What this task involves ▸
Copy word for word the rows below, starting at the line that contains "Objective — one point per instance of the woman's" and continuing through the end of the rows, with both of those lines included.

-- start Dataset excerpts --

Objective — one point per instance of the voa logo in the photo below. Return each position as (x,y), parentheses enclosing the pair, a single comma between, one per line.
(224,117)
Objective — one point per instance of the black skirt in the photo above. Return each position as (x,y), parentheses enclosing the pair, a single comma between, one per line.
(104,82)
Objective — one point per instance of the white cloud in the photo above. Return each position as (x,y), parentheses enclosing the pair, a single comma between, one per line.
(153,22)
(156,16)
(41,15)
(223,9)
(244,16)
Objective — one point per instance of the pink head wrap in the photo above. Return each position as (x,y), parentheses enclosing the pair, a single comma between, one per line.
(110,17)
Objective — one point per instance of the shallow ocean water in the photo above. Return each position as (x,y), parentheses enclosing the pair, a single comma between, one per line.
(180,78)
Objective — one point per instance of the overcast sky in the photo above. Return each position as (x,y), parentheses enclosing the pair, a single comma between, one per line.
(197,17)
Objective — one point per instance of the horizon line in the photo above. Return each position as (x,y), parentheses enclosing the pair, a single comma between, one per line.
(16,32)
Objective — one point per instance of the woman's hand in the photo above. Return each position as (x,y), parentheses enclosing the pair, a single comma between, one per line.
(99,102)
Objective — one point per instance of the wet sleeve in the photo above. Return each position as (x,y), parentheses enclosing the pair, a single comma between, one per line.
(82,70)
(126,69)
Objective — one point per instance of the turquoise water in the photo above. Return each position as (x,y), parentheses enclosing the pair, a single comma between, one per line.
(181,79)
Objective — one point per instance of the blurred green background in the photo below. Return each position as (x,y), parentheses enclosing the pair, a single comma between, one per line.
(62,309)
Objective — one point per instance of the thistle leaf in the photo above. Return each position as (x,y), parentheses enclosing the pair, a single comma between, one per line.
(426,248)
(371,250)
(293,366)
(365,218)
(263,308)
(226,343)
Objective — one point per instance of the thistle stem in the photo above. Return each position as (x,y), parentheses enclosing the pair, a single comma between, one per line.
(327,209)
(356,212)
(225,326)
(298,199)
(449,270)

-- end Dataset excerpts --

Correct response ▸
Objective — one point per instance of the woman's hand in the photo above. Return each position as (x,y), parentheses enclosing the pair, a single comma between, one per line.
(99,102)
Objective — one point per instance of the wet sleeve in the photo above. Return each position as (x,y), parentheses enclosing the pair, a single comma between, one per line.
(82,70)
(126,69)
Objective — one point per instance of the turquoise water in the photo above. Return each position as (x,y), parentheses enclosing the pair, a single comma between, one per line.
(181,79)
Objective — one point per instance of the blurred green background in the photo below. Return each position as (x,y), parentheses enclosing the pair, a single comma between, one per line.
(62,309)
Objective — one point per instance of the thistle leaf in the photo above. Return each position as (x,y), parentheses enclosing the pair, a single comma between, one per line.
(426,248)
(371,250)
(293,366)
(365,218)
(263,308)
(226,343)
Objective — one point per instance of the thistle stem in the photo above. Return each position as (x,y), parentheses enclosing the pair, a single comma between, one per line.
(327,209)
(356,212)
(225,326)
(298,199)
(449,270)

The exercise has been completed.